## WRITTEN TASKS
- A) Transcribe everything in the IPsec post from "In the scenario" down to "modern x86 CPUs)".
- B) Answer these questions from the IPsec post:
(i) About how many simultaneous IPsec connections does the project need to establish?
(ii) Which Diffie-Hellman group does the comment recommend for a flash-mob connection scenario?
(iii) Which group does the comment describe as both slower and less secure?
- C) Please resume the post on IPsec processing load from where it stops.

Begin EXTRACT

# how to calculate surge of cpu cycles consumption of an ipsec tunnel with aes256/sha512/dhgroup21?

The project I'm involved with needs to establish around 2500 simultaneous ipsec connections between roadwarriors clients and the ipsec concentrator/gateway.

In order to be able to estimate the appropriate hardware solution I'd like to be able to calculate the amount of processing power needed to sustain the moment of a surge in computation (like when all clients are connected and the concentrators' link goes down and when it comes back it gets flooded by all 2500 client attempting reconnects).

What would it take for example to carry 2500 simultaneous initiating ipsec connections using aes-256,sha512 and dh group 21 or 24 (as advised on https://supportforums.cisco.com/document/12276506/diffie-hellman-groups)?

The clients won't be generating more than few packets/s once connected (less than 10, for sure)

I've been lookin at this similar question but I'm still confused.

• If you're concerned with connection rate in a flash-mob scenario, you should use group 19, not group 21 (which is slower) or group 24 (which is slower AND less secure). One can argue that "group 19" isn't as strong as AES-256; however it is still secure; the fact that it's the weakest link is irrelevant if that weakest link is still strong enough – poncho Oct 22 '16 at 2:37

In the scenario of the question, the cryptography involved on the server side will be, for each client connection, and ignoring a number of details like random number generation

1. Diffie-Hellmann in some group for the generation of session keys
2. Few SHA-512 as part of that, of relatively negligible computational cost for competent implementation, assuming 1 is in software (or if 2 was in hardware)
3. Some AES-256 cryptography, as part of packet exchanges, also of relatively negligible computational cost for competent implementation, usual packet size, assuming 1 is in software or 3 is in hardware (including using AES-NI of modern x86 CPUs)
4. Some other untold assymetric crypto operation (like a few signature verifications), especially if the clients are authenticated by assymetric cryptography; I'll leave that alone, but it could be significant, even dominant.

End EXTRACT
Begin MATERIAL SHOWN

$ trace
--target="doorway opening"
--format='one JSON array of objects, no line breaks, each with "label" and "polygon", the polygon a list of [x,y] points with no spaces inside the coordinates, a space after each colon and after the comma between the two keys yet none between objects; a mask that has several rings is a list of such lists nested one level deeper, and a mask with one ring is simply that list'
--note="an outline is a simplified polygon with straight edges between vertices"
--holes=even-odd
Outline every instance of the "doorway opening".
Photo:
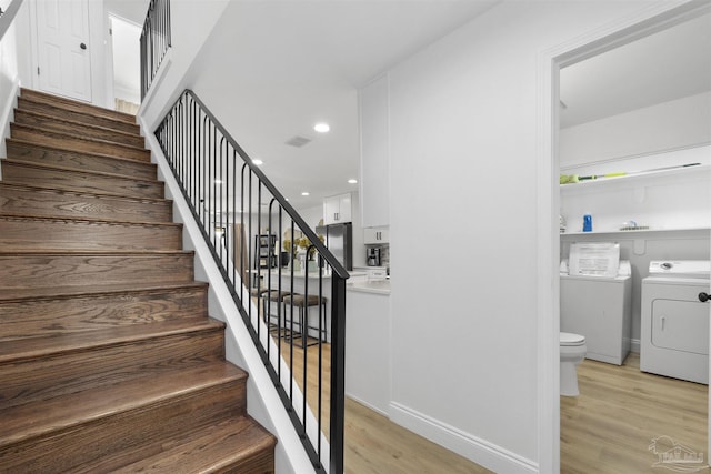
[{"label": "doorway opening", "polygon": [[[687,22],[691,22],[694,19],[704,16],[704,14],[709,14],[709,12],[711,11],[711,8],[709,8],[709,4],[702,4],[699,2],[688,2],[683,6],[678,6],[675,8],[671,8],[671,7],[659,7],[657,9],[648,9],[645,12],[640,13],[637,18],[633,19],[629,19],[627,26],[622,26],[622,24],[618,24],[614,28],[608,28],[607,30],[601,30],[599,31],[597,34],[591,34],[588,38],[584,39],[577,39],[574,42],[571,42],[569,44],[563,44],[558,47],[555,50],[551,50],[548,52],[548,56],[543,59],[542,62],[540,62],[541,64],[541,73],[543,74],[543,77],[548,77],[548,79],[550,80],[550,82],[547,82],[545,80],[543,81],[543,87],[549,88],[550,90],[541,90],[541,97],[543,98],[543,107],[542,107],[542,120],[543,123],[551,123],[551,128],[548,130],[549,134],[547,137],[543,137],[543,143],[541,147],[541,163],[544,163],[544,168],[543,171],[544,173],[550,172],[549,175],[545,174],[541,174],[541,183],[544,183],[544,188],[549,188],[552,185],[551,189],[551,194],[550,195],[545,195],[544,192],[542,192],[542,203],[545,204],[543,206],[541,206],[541,215],[543,215],[543,213],[548,214],[545,215],[545,222],[549,222],[549,229],[548,230],[543,230],[543,232],[551,232],[549,234],[550,236],[550,246],[547,249],[543,249],[544,243],[541,244],[541,258],[545,258],[545,256],[551,256],[554,262],[553,264],[550,266],[550,278],[551,281],[553,281],[554,283],[551,285],[552,286],[552,291],[551,289],[544,289],[543,290],[543,294],[549,295],[551,297],[551,300],[549,300],[549,302],[543,302],[540,306],[540,309],[543,310],[549,310],[549,314],[552,314],[551,316],[541,316],[541,329],[544,331],[544,333],[547,331],[549,331],[549,329],[554,327],[554,332],[549,334],[548,336],[543,336],[541,339],[542,343],[545,343],[547,341],[550,342],[550,344],[554,344],[554,340],[558,337],[558,333],[561,330],[561,314],[559,312],[560,309],[560,284],[557,279],[558,276],[558,265],[555,264],[557,260],[559,258],[564,256],[564,251],[567,245],[564,245],[563,243],[561,243],[560,240],[560,235],[558,235],[558,228],[555,225],[558,225],[559,223],[559,216],[560,216],[560,210],[561,210],[561,204],[562,201],[564,199],[567,199],[567,194],[564,194],[563,196],[561,196],[561,189],[559,186],[559,183],[553,181],[552,178],[554,175],[559,175],[561,173],[564,174],[583,174],[582,169],[575,169],[575,167],[573,164],[570,163],[565,163],[564,162],[564,158],[563,158],[563,152],[568,153],[570,151],[570,149],[564,149],[565,145],[570,144],[570,137],[563,137],[565,134],[565,132],[563,131],[563,129],[560,128],[560,124],[563,120],[563,113],[567,109],[564,108],[571,108],[571,103],[568,102],[574,102],[573,100],[569,100],[567,101],[564,93],[563,93],[563,85],[562,85],[562,81],[564,81],[564,70],[565,68],[571,68],[574,67],[575,64],[582,64],[585,60],[598,57],[602,53],[612,51],[614,49],[618,49],[620,47],[623,47],[625,44],[631,44],[632,42],[635,42],[637,40],[643,39],[643,38],[648,38],[651,37],[655,33],[659,32],[663,32],[665,30],[671,30],[673,29],[673,27],[687,23]],[[708,37],[707,37],[708,38]],[[708,57],[708,56],[705,56]],[[704,61],[702,59],[699,59],[699,61]],[[663,67],[668,67],[668,64],[662,64],[662,69]],[[678,71],[675,71],[678,72]],[[550,74],[550,75],[549,75]],[[600,79],[600,78],[599,78]],[[560,81],[560,82],[559,82]],[[639,84],[638,84],[639,85]],[[613,91],[614,92],[614,91]],[[698,93],[704,93],[704,92],[698,92]],[[705,93],[709,93],[708,91]],[[688,94],[687,97],[691,97],[693,94]],[[549,99],[550,99],[550,105],[549,105]],[[671,102],[673,100],[679,100],[680,98],[667,98],[665,102]],[[707,101],[709,100],[708,97],[705,99]],[[562,101],[562,103],[561,103]],[[549,108],[550,109],[547,109]],[[648,107],[651,107],[650,104],[648,104]],[[630,113],[633,110],[639,110],[642,109],[643,107],[638,104],[635,105],[635,109],[630,109],[627,111],[618,111],[617,115],[623,114],[623,113]],[[598,118],[598,122],[602,122],[601,118]],[[569,125],[569,127],[578,127],[580,125],[582,128],[582,123],[585,122],[580,122],[577,125]],[[598,125],[601,125],[601,123],[598,123]],[[708,128],[708,124],[707,124]],[[620,130],[620,127],[618,127],[618,132],[624,132],[627,129],[622,128]],[[577,130],[577,132],[580,132],[580,129]],[[572,134],[572,133],[569,133]],[[623,137],[624,138],[624,137]],[[659,137],[653,137],[653,138],[659,138]],[[550,140],[550,142],[547,142],[548,140]],[[569,142],[563,145],[563,140],[569,140]],[[639,144],[639,143],[638,143]],[[687,149],[693,149],[693,148],[700,148],[700,147],[709,147],[709,140],[707,139],[705,143],[694,143],[694,144],[689,144],[688,147],[685,147]],[[671,151],[671,149],[677,148],[677,149],[683,149],[683,145],[678,145],[678,147],[668,147],[668,148],[661,148],[658,145],[658,148],[655,149],[655,151],[658,152],[669,152]],[[701,153],[705,153],[708,155],[707,152],[708,148],[705,150],[702,150]],[[614,160],[611,159],[611,157],[607,157],[607,159],[603,160],[599,160],[599,163],[592,163],[595,160],[580,160],[579,163],[574,163],[577,165],[580,164],[585,164],[585,165],[609,165],[609,167],[613,167],[613,168],[620,168],[623,165],[623,168],[620,168],[619,170],[615,171],[620,171],[620,172],[624,172],[624,171],[643,171],[648,168],[655,168],[654,165],[645,165],[643,162],[639,161],[642,159],[642,157],[644,155],[651,155],[654,154],[652,153],[651,150],[645,150],[645,151],[628,151],[627,153],[622,153],[621,158],[625,158],[627,161],[623,162],[614,162]],[[659,153],[658,153],[659,154]],[[620,157],[618,157],[620,158]],[[632,159],[637,159],[638,161],[634,161]],[[695,161],[695,160],[694,160]],[[634,167],[632,168],[632,165],[634,164]],[[641,164],[641,167],[640,167]],[[709,162],[704,162],[702,164],[702,167],[705,168],[705,173],[708,173],[708,168],[709,168]],[[602,168],[601,168],[602,170]],[[612,170],[608,171],[600,171],[597,172],[597,170],[594,171],[585,171],[585,174],[605,174],[605,173],[611,173],[613,172]],[[600,180],[602,181],[602,180]],[[571,184],[572,186],[574,186],[575,184]],[[602,184],[601,188],[605,186],[607,184]],[[638,189],[644,189],[644,185],[640,185],[640,186],[635,186]],[[581,190],[582,188],[580,188],[579,190]],[[590,195],[594,195],[595,192],[591,191],[592,188],[589,188],[585,192],[589,193]],[[610,189],[605,189],[605,192],[611,191]],[[614,190],[613,190],[614,191]],[[578,192],[578,191],[575,191]],[[617,191],[615,191],[617,192]],[[568,193],[568,191],[565,191],[565,193]],[[548,200],[550,199],[550,200]],[[619,196],[615,196],[615,199],[619,199]],[[615,199],[611,199],[611,202],[614,203]],[[644,195],[644,191],[632,191],[632,199],[637,199],[638,201],[643,201],[645,199]],[[550,204],[550,206],[548,205]],[[707,203],[708,205],[708,203]],[[550,214],[552,211],[552,215]],[[707,215],[709,214],[708,212],[709,210],[707,209]],[[559,213],[559,215],[555,215],[557,213]],[[569,218],[567,221],[568,224],[568,229],[569,232],[571,231],[577,231],[577,232],[581,232],[581,226],[582,226],[582,222],[583,222],[583,215],[581,213],[581,215],[574,215],[572,218]],[[618,225],[617,230],[612,230],[612,229],[608,229],[608,235],[605,235],[609,239],[612,240],[619,240],[620,239],[620,232],[622,232],[620,230],[621,226],[623,226],[624,222],[629,220],[634,220],[634,216],[630,215],[624,220],[619,219],[618,216],[613,216],[611,218],[610,222],[605,222],[604,218],[602,215],[600,215],[601,219],[595,220],[594,219],[594,214],[593,214],[593,222],[597,222],[598,224],[600,224],[600,230],[603,231],[604,225]],[[614,222],[612,222],[614,221]],[[619,221],[619,222],[618,222]],[[638,222],[638,224],[642,224],[641,222]],[[709,260],[708,253],[709,253],[709,249],[710,249],[710,244],[711,244],[711,239],[709,238],[709,228],[711,225],[709,223],[703,223],[701,225],[702,231],[701,231],[701,245],[703,248],[705,248],[705,260]],[[582,235],[582,232],[581,232]],[[623,238],[628,238],[627,234],[622,235]],[[574,238],[573,238],[574,239]],[[695,235],[695,240],[699,241],[699,236]],[[634,252],[638,253],[643,253],[645,251],[645,249],[643,248],[643,242],[645,241],[645,238],[642,239],[632,239],[632,253],[635,254]],[[640,243],[642,242],[642,243]],[[637,245],[637,248],[634,248],[634,245]],[[683,245],[683,244],[682,244]],[[667,256],[669,258],[669,256]],[[648,260],[650,259],[650,256],[648,256]],[[541,272],[542,274],[544,274],[545,269],[543,268],[545,265],[544,262],[541,262]],[[649,265],[649,261],[647,262],[647,266]],[[642,266],[644,266],[642,264]],[[637,270],[637,269],[635,269]],[[644,269],[647,270],[647,269]],[[633,278],[635,278],[638,280],[638,285],[639,285],[639,280],[641,280],[640,278],[640,273],[639,271],[633,271]],[[635,292],[635,297],[639,300],[639,290]],[[547,304],[550,304],[550,306],[547,306]],[[637,310],[639,311],[639,301],[637,302]],[[638,317],[639,317],[639,313],[638,313]],[[552,323],[552,324],[551,324]],[[637,322],[637,327],[639,329],[639,322]],[[584,334],[583,334],[584,335]],[[637,350],[637,352],[639,352],[639,333],[637,334],[637,337],[633,335],[632,339],[637,339],[637,341],[633,341],[633,349]],[[637,345],[637,346],[634,346]],[[540,380],[544,381],[550,380],[553,383],[551,383],[551,385],[554,385],[554,391],[555,393],[551,393],[548,392],[548,396],[550,396],[550,401],[549,402],[544,402],[544,406],[541,410],[541,420],[543,421],[543,425],[541,427],[542,433],[543,433],[543,438],[545,438],[547,435],[551,435],[549,438],[551,438],[551,445],[550,447],[552,447],[551,452],[547,452],[547,448],[543,447],[541,451],[541,472],[543,471],[548,471],[550,467],[550,472],[559,472],[560,466],[561,466],[561,438],[560,438],[560,420],[561,420],[561,414],[560,414],[560,409],[561,409],[561,402],[559,400],[559,394],[558,394],[558,390],[559,390],[559,384],[560,384],[560,379],[559,379],[559,374],[558,372],[558,366],[560,363],[559,360],[559,352],[558,349],[555,349],[554,351],[552,351],[554,353],[554,356],[549,350],[545,350],[544,347],[542,347],[540,350],[540,354],[542,356],[542,360],[545,361],[550,361],[553,362],[554,360],[554,373],[545,373],[544,369],[541,369],[541,374],[540,374]],[[548,357],[548,359],[547,359]],[[704,386],[704,391],[707,391],[707,387]],[[584,394],[583,394],[584,395]],[[707,396],[708,399],[708,396]],[[547,414],[547,410],[548,409],[552,409],[552,413],[549,413],[552,415],[553,418],[553,426],[545,426],[545,414]],[[707,438],[707,444],[705,446],[702,446],[703,448],[707,450],[707,453],[709,452],[709,444],[708,444],[708,431],[709,431],[709,423],[708,423],[708,418],[707,416],[704,416],[703,420],[703,432]],[[609,433],[608,433],[609,434]],[[664,434],[664,433],[659,433],[659,434]],[[649,440],[645,440],[647,444],[641,446],[640,448],[642,451],[647,451],[648,445],[650,445],[653,440],[653,436],[650,436]],[[624,444],[624,440],[620,440],[620,444]],[[628,446],[629,447],[629,446]],[[649,453],[650,457],[649,457],[649,464],[645,464],[644,467],[647,466],[651,466],[654,463],[654,455],[653,453]],[[647,461],[643,461],[647,462]],[[550,465],[549,465],[550,463]],[[624,466],[623,466],[624,467]],[[583,470],[584,471],[584,470]]]},{"label": "doorway opening", "polygon": [[136,114],[141,103],[141,27],[109,14],[113,50],[113,97],[116,110]]}]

End MATERIAL SHOWN

## ANSWER LIST
- A)
In the scenario of the question, the cryptography involved on the server side will be, for each client connection, and ignoring a number of details like random number generation

1. Diffie-Hellmann in some group for the generation of session keys
2. Few SHA-512 as part of that, of relatively negligible computational cost for competent implementation, assuming 1 is in software (or if 2 was in hardware)
3. Some AES-256 cryptography, as part of packet exchanges, also of relatively negligible computational cost for competent implementation, usual packet size, assuming 1 is in software or 3 is in hardware (including using AES-NI of modern x86 CPUs)

- B)
(i) Around 2500.
(ii) Group 19.
(iii) Group 24.

- C)
The groups in the blog post quoted in the question seem to be that of RFC 5114 section 3.2. I thus believe that the blog post makes a serious error when it ranks group 24 as "Next Generation Encryption" and more secure than group 19 ranked "ACCEPTABLE". Group 24 seems to be a Schnorr group with $p$ of 2048 bits and $q$ of 256 bits, quoted as giving 112-bit symmetric security where groups 19, 20 and 21 would be 256-bit, 384-bit and 521-bit elliptic curves with 128, 192 and 256-bit security (taking 192 and 256-bit security with a grain of salt as anything above about 160-bit in that sense could be attackable, with humanly sizable odds of success, only if there was a totally disruptive breakthrough, like quantum computers usable for cryptanalysis; or, regardless of security level, if there's some goof or backdoor in the implementation).

On a nearby VM with openSSL 1.02g installed and lscpu reporting 2 cores at 4 GHz, the command openssl speed reported what could be a passable benchmark for groups 19, 20 and 21 as implemented by openSSL (the last colum is mine, and I have slightly edited the others for legibility)

 256 bit ecdh (nistp256)   18190 op/s   (group 19)
384 bit ecdh (nistp384)    1980 op/s   (group 20)
521 bit ecdh (nistp521)    2834 op/s   (group 21)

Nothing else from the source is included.